■ TEXT UNDER STUDY
■ ■ ■

I had my very first saline sonogram on Friday to check out my insides. Turns out it isn't the most comfortable I've ever been although my RE did warn me that the saline was going to cause cramping.
Frankly, this was a lot less comfortable than the HSG, although everyone says that one is worse. My view: saline sonogram = bad, HSG = ok.
Initially, for those of you interested, it looked as if my entire uterine cavity was filled with some sort of mass, but with another pain-inducing squirt of saline it was gone and my insides were as clean as a whistle and looking just perfect. I understand that that second squirt saved me some unnecessary surgery, but it certainly didn't feel very good.
So while that's all good, I'm left thinking: if everything is checking out perfectly, then why aren't I pregnant/ a mother yet? I know that "unexplained" IF is often the diagnosis, but part of me really would like to be able to identify (read: blame) some cause or another. The "well, it's kind of a mystery" is really highly unsatisfactory.

■ ■ ■

■ RECORD SET

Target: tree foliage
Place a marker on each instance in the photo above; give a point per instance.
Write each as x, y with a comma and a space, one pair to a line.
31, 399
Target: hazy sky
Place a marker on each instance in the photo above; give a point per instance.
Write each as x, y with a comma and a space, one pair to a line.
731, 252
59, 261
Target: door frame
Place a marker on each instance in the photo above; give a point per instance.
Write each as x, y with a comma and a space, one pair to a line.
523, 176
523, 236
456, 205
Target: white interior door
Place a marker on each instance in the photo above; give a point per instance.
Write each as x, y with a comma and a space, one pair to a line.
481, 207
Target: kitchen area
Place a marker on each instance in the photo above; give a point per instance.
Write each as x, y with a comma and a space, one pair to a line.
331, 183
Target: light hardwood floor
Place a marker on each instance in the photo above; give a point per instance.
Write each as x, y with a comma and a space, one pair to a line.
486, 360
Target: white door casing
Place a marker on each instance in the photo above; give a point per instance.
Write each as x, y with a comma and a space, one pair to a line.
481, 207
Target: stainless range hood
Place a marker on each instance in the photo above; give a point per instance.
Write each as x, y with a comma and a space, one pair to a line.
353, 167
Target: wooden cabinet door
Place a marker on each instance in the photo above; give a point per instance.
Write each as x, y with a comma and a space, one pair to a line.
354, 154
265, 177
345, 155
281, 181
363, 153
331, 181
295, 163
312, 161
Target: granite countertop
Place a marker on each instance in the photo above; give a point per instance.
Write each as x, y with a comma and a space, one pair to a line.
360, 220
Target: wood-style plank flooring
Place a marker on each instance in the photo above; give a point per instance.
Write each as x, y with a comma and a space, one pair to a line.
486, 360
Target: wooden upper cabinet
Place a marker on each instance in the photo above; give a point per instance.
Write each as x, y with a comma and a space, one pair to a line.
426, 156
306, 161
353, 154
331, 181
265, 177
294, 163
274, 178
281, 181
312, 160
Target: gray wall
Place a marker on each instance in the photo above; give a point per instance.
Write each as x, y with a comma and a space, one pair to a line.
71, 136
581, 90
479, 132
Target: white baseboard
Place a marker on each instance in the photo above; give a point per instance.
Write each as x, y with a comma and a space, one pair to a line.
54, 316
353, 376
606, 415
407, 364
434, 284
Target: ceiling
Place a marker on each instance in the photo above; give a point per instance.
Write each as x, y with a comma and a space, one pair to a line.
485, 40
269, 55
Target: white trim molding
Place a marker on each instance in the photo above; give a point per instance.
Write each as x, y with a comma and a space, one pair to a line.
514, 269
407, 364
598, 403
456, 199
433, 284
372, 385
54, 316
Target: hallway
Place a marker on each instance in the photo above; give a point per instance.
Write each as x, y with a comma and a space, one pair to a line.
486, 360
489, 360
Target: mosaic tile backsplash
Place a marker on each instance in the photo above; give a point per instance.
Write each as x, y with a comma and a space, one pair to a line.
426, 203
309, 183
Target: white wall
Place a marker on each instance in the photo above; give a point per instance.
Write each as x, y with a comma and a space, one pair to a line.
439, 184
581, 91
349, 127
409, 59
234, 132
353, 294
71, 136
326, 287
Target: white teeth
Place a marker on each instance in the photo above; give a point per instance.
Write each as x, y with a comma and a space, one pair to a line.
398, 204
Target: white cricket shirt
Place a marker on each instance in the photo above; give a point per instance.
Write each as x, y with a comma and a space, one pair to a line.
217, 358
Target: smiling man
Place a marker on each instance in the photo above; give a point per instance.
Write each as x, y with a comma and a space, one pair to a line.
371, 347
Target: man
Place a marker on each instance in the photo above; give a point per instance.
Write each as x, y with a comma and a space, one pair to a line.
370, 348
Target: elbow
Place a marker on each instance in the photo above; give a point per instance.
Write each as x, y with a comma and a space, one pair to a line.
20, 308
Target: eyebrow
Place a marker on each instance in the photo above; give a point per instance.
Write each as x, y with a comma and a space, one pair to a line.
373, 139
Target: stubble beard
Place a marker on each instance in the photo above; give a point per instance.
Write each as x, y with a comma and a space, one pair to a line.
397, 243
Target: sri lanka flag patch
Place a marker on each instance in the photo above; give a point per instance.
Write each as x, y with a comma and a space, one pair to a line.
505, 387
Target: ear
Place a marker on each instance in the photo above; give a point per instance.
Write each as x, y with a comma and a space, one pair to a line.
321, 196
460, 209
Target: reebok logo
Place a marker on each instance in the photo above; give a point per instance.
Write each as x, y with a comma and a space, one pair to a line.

■ ■ ■

■ TASK INSTRUCTIONS
1: Edit the saline sonogram account from "I had my very" through "to cause cramping.", replacing "cramping" with "pain".
2: Answer these questions about the saline sonogram account:
(a) On what day did the writer have the saline sonogram?
(b) Which procedure does the writer rate as "ok"?
(c) What did the second squirt of saline save the writer from?
3: Continue the account of the saline sonogram from where it stops.

■ RESPONSES TO THE TASKS
1:
I had my very first saline sonogram on Friday to check out my insides. Turns out it isn't the most comfortable I've ever been although my RE did warn me that the saline was going to cause pain.

2:
(a) Friday
(b) The HSG
(c) Some unnecessary surgery

3:
So in my search to find a cause for all of this IF crap, I asked my RE about some of the tissue biopsy testing/ clotting issues. While she is certainly willing to run all of the bloodwork now, in her view there is nothing clinically pointing in that direction, as it's not like I am getting pregnant and then repeatedly miscarrying. So I am thinking I should let that rest until after this cycle.
I am, however, going to ask her to run a full thyroid panel, since I have had borderline thyroid function issues in the past. It just makes sense to me to be sure.
I'm really out of ideas of how to answer this "what's behind the IF" question, and am thinking that continuing to try is not really all that helpful. But it really would be more helpful to me than to just have generalized, unexplained IF.